> Assignment:
The result should be a full, exact repeat of the entries, free of pictures.

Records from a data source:
- - -

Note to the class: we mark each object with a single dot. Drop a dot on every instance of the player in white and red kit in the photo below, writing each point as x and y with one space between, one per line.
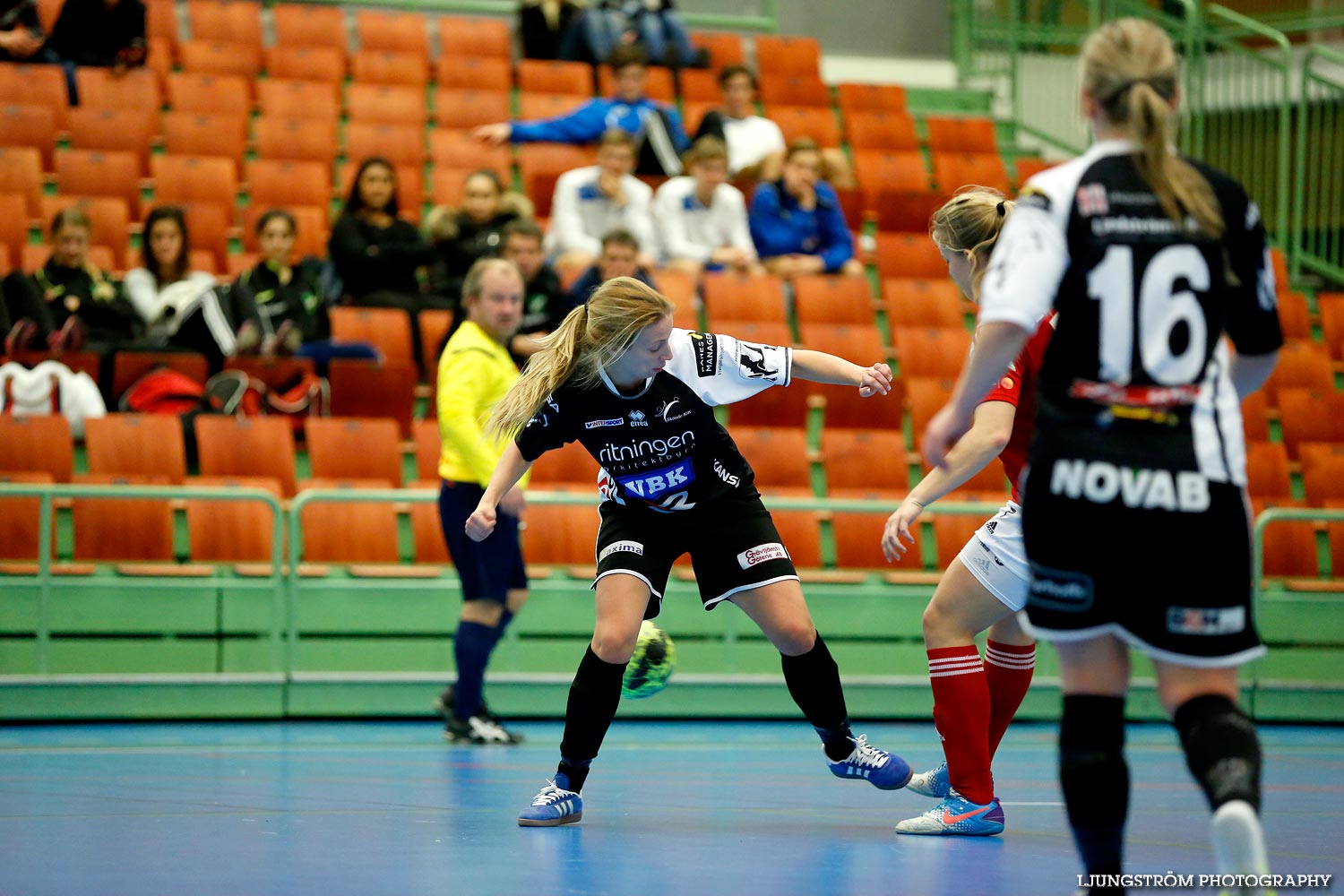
986 583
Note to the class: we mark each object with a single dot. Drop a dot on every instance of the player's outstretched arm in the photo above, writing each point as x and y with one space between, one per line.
820 367
507 473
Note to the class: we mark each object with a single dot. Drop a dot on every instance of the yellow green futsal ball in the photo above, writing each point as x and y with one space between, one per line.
650 665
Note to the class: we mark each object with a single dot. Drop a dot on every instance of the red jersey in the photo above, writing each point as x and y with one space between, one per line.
1018 387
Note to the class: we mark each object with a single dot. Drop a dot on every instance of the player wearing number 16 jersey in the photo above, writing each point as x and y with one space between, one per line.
639 395
1133 511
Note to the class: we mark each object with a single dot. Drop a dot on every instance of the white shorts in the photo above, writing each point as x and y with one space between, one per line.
997 556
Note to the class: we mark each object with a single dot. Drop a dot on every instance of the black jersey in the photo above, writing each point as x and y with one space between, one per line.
661 449
1136 374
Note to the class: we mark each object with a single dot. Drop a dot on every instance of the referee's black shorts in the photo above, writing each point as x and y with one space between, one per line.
733 546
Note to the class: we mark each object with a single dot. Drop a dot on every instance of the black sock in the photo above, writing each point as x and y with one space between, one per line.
1222 748
1094 778
814 681
593 700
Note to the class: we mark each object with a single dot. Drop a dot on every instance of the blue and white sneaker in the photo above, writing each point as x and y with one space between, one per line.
881 769
932 783
553 806
957 815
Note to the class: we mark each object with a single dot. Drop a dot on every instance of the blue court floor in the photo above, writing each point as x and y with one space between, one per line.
675 807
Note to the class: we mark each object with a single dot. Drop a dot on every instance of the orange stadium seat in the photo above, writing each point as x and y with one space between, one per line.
398 144
293 99
21 174
351 447
295 139
247 446
882 131
464 109
1311 416
300 24
392 31
366 389
909 255
862 460
932 351
806 121
387 67
37 445
468 37
129 90
230 530
210 94
30 126
121 528
386 104
832 300
883 172
1301 363
961 134
136 445
306 64
793 90
349 530
779 454
911 301
725 47
475 73
855 97
277 182
782 56
112 129
35 86
188 134
108 215
550 77
211 58
236 22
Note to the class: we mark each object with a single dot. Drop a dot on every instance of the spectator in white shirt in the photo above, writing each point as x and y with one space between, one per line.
590 202
702 220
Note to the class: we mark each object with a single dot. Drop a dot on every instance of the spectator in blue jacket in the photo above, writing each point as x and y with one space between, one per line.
656 126
796 222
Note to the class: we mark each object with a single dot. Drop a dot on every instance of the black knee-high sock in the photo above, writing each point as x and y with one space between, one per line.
1094 778
1220 748
593 700
814 681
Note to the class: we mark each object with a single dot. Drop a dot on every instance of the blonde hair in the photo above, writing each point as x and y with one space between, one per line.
1129 69
970 222
590 338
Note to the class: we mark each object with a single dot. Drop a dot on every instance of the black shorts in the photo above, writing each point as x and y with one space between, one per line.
733 544
1176 584
489 568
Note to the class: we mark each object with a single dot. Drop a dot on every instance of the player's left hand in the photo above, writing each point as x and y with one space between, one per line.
876 381
941 435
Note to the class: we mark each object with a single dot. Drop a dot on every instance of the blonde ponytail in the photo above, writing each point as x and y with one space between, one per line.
590 338
1129 69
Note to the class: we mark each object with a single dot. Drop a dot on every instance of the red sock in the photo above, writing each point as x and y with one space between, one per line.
1008 673
961 715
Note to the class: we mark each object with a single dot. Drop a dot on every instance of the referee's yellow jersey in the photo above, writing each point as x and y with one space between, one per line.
473 375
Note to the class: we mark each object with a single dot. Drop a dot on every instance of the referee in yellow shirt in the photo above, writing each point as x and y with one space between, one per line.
473 374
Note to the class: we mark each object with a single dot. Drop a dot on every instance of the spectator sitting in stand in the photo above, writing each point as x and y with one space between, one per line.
376 254
179 306
589 202
67 303
620 258
702 220
289 301
796 222
655 126
470 233
545 303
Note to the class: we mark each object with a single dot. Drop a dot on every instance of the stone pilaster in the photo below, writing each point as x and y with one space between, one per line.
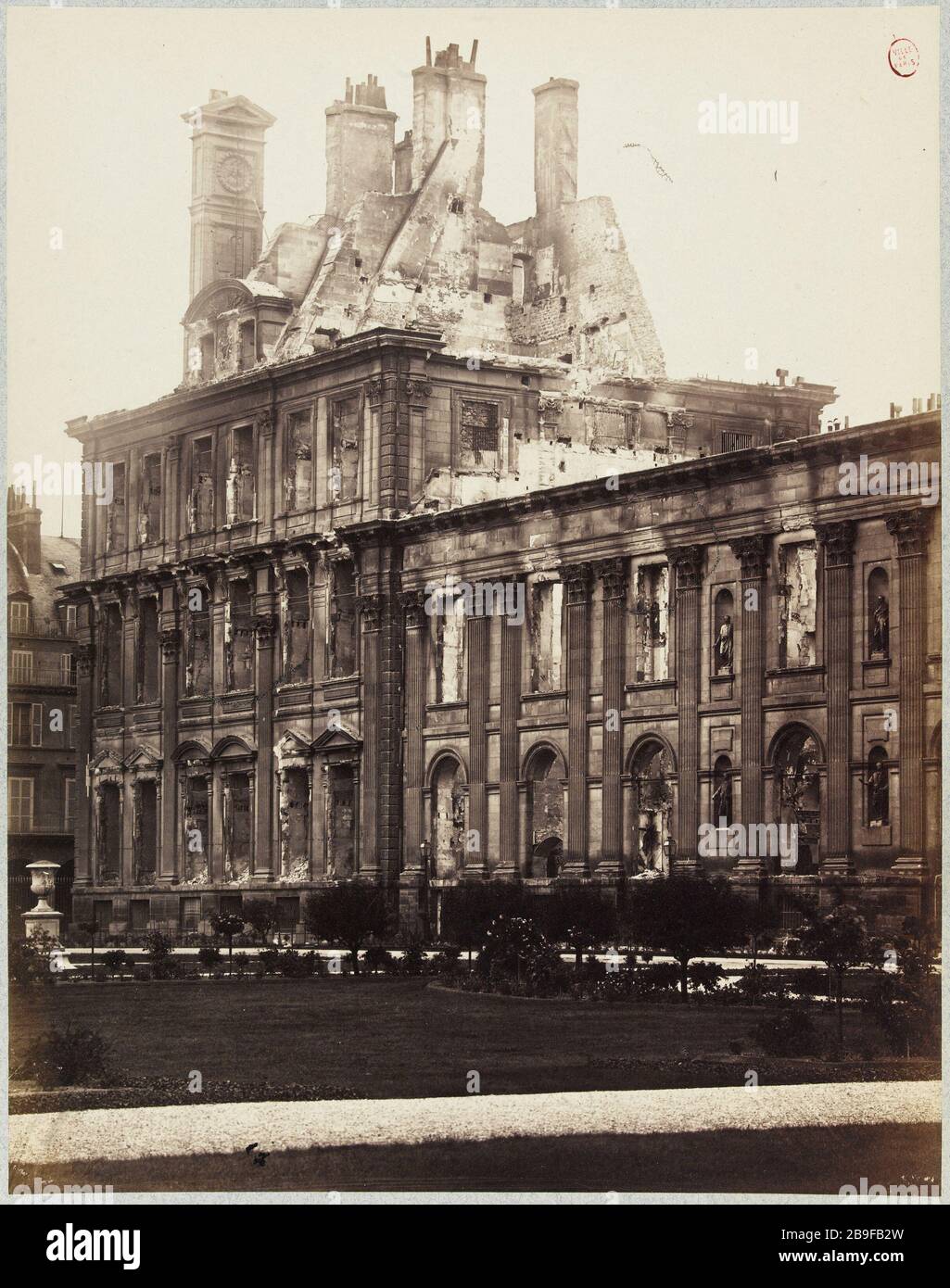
478 669
512 634
838 541
85 680
577 605
264 844
372 608
909 529
752 554
687 562
613 574
169 838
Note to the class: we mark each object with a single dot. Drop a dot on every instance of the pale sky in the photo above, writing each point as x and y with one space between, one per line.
754 244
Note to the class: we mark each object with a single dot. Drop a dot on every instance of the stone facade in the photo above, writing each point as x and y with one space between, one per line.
451 581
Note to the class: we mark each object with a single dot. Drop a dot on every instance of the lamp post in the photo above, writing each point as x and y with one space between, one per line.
43 917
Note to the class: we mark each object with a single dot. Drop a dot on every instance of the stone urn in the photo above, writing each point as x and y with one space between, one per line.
43 917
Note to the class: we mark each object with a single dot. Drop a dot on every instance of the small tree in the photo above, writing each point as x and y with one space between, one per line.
262 918
580 917
686 917
347 915
838 940
468 910
227 924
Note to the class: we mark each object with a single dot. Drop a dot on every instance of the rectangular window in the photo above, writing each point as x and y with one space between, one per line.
797 604
20 666
35 724
19 617
201 496
116 528
240 482
19 800
478 446
345 449
547 600
138 914
298 461
340 620
150 500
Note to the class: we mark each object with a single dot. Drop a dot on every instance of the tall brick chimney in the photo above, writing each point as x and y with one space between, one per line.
360 138
556 145
449 103
23 527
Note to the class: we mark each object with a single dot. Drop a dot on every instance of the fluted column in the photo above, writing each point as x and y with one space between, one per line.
613 574
687 562
264 842
478 664
512 634
838 541
167 867
909 529
85 679
752 554
577 605
370 666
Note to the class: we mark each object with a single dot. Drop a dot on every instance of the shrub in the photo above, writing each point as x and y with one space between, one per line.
30 958
788 1032
376 958
69 1056
705 977
116 961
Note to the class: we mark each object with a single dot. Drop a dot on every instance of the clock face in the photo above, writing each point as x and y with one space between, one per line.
234 172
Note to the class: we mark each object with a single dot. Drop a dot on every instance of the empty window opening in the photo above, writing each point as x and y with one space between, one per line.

- - -

> Written answer:
Note to the class: we mark each object with a single dot. Drop a dot on every instance of the player in white and red kit in the photo below, writing each point as x and y with one space between, one per line.
986 583
Note to the class: we mark each object with a single dot. Drop a dot on every instance of the player's outstretched arm in the photo above, writing each point as x and y with one space between, one per line.
820 367
507 473
Note to the class: we mark each object with a single dot. Drop a dot on every instance of the yellow green futsal ball in the photo above, writing each point as x and y with one space between, one per line.
650 665
Note to the class: we mark each object with a single dot. Drop a dot on every instance of the red jersey in the photo above, writing each point as x and y with one space between, one per line.
1018 387
Note to the class: we mark each object with a single dot. Drop a dot on every instance of the player wearing number 16 jersey in the photo above, writing each point as x and y with one space between, one per line.
639 395
1133 511
Note to the class: we mark each object with a single dot. Drop a dot on every instance of the white shorts in the photo above, writing each point as x and y with one space between, one per line.
997 556
Note to the class: we mark each object with a single dot. Drop a dot on every instance of the black jersey in the photo above, writing each point as x and y with one space between, one per line.
661 449
1136 374
Note to the class: we mark each object with a single dot. Drop a dot on every instance of the referee's black shorts in the photo above, writing each point as x and y with one space between, one per line.
733 546
Note to the class: we mark each object with a single dot. Drop a dot on every instance of the black sock in the photo above, writing each point as x and y with one space between, one per line.
1222 748
1094 778
814 681
593 700
Note to the class: we mark each object with a single dot. Drop a dot on every instance of the blue and white sneaker in the photo above, writing each point as x and y with one space between, one per line.
881 769
932 783
553 806
957 815
Note to the class: we mark each object with a single dot. Drop a dot on every instance of the blue court floor in the photo above, writing each point as x and y with one space between, one per line.
675 807
Note to the class: we mark each object with a single dot. Drop a dot on every instance of the orange stadium seat in the photo above, writing each point as x and y with one space between, one per line.
398 144
293 99
21 174
351 447
295 139
247 446
882 131
464 109
1311 416
300 24
392 31
366 389
909 255
862 460
932 351
806 121
387 67
37 445
468 37
129 90
230 530
210 94
30 126
121 528
386 104
832 300
883 172
1301 363
961 134
136 445
306 64
793 90
349 530
779 454
911 301
725 47
475 73
855 97
277 182
782 56
112 129
35 86
188 134
108 215
550 77
211 58
236 22
Note to the class: we mark each object with a single dot. Drop a dot on every instance of the spectator in white shirt in the photo above, writing each point as x and y with one space between, one per line.
590 202
702 220
Note to the class: we mark each object with a single dot. Drop a dot on every instance of the spectator in blue jacket in the photo above, writing each point as x and y with one space between, one per line.
656 126
796 222
Note to the class: we mark each object with a single dot. Drop a dot on every instance of the black knee-high sock in the photo above, writing each point as x and y with one space between, one per line.
1094 778
1220 748
593 700
814 681
Note to the class: we mark each object with a single dot. Drop a dot on every instance of the blonde hair in the photo above, writing each point as x and y with one space between, one per line.
1129 69
970 222
590 338
Note to the class: we mark each object with a single dot. Drop a dot on every instance of the black shorts in the photo above, writing each point as x and y with one space between, one per line.
733 544
1176 584
489 568
Note to the class: we mark each object with a single dot. Drop a dot on every instance of the player's left hand in the photo above, writing each point as x and y with one space between, one per line.
876 381
941 435
Note to the class: we mark each object with a single dot. Drop a dot on every instance of the blonde ponytail in the photo above, writing each point as x and y with one space between, one per line.
590 338
1129 69
Note to the class: we mark each object with a single dot. Drop a dot on every instance of the red sock in the photo above, writing each point as x and y with one space between, one per line.
1008 673
961 715
Note to the class: we mark each object with a single dot. Drop a dot on every instance of the referee's yellow jersey in the photo above, writing each point as x and y with one space between, one per line.
473 375
Note to the class: we mark each object with a single dot. Drop a dot on every instance of the referee in yellow shirt in the photo above, writing each point as x and y with one space between, one per line.
473 374
Note to the class: we mark each object with a single dot. Drop a dot on every instance of the spectator sitting in stand in the photo above, writing each point as x and y with one space between, one per line.
376 254
179 306
589 202
67 303
620 258
702 220
289 301
796 222
655 126
470 233
545 303
Note to the class: we mark each object with a single dot. Drop a dot on every instance of the stone pilaster in the photo below, writing each point as x and y with one space between, one per line.
478 669
512 634
838 541
85 680
577 605
264 844
372 608
909 529
752 554
687 562
613 574
169 838
Note to the class: we mark each object with a single dot. Drop a dot on every instance of the pale sky in the photo above, writing each point as x and y with one space between, one per line.
754 244
Note to the class: we mark each object with a single dot. Drop a dot on every instance of the stone facade in the photo above, writing each point as x and y with one space between, one per line.
451 581
Note to the class: we mark each object with a single dot. Drop a dot on every instance of the lamp post in the photo above, writing each point as x and y with one space between, one per line.
43 917
Note to the class: we mark each object with a single dot. Drop a dot on every instance of the stone urn in the photo above, writing each point as x and y with one space between, one per line.
43 917
Note to the class: we mark each object with a single dot. Drop a dot on every instance of the small tree in the photo above, writing each point as x and y with one space between, one per line.
262 918
580 917
686 917
347 915
838 940
468 910
227 924
Note to the class: we mark each object with a single dot. Drop a dot on every instance of the rectangular window in the photo above, writing each point as x and y with one space between, one per line.
797 604
20 666
35 724
19 617
201 496
116 528
240 482
19 800
478 446
345 449
547 600
138 914
298 461
340 620
150 500
Note to the class: we mark each object with a single dot. Drop a dot on every instance of the tall brick chimney in the photo above, writing each point as x and y with one space between, one per line.
360 138
556 145
449 103
23 527
Note to the class: we mark each object with a single dot. Drop a dot on every instance of the fluted column in the photo above, writing each point as x and y with one space between, one per line.
613 574
687 562
264 842
478 664
512 634
838 541
167 867
909 529
85 679
752 554
577 605
370 666
Note to the class: we mark each object with a single dot. Drop a dot on every instance of the shrub in the photo above, writing each point as x and y with one space between, one per line.
30 958
788 1032
376 958
69 1056
705 977
116 961
Note to the class: we mark each object with a single dot. Drop a dot on every instance of the clock face in the photo above, writing each point as x and y with one space between, one per line.
234 172
Note to the class: we mark each object with a single dot. Drop a dot on every instance of the empty window opening in the photo above, writing each point as x and y with one space between, one per line.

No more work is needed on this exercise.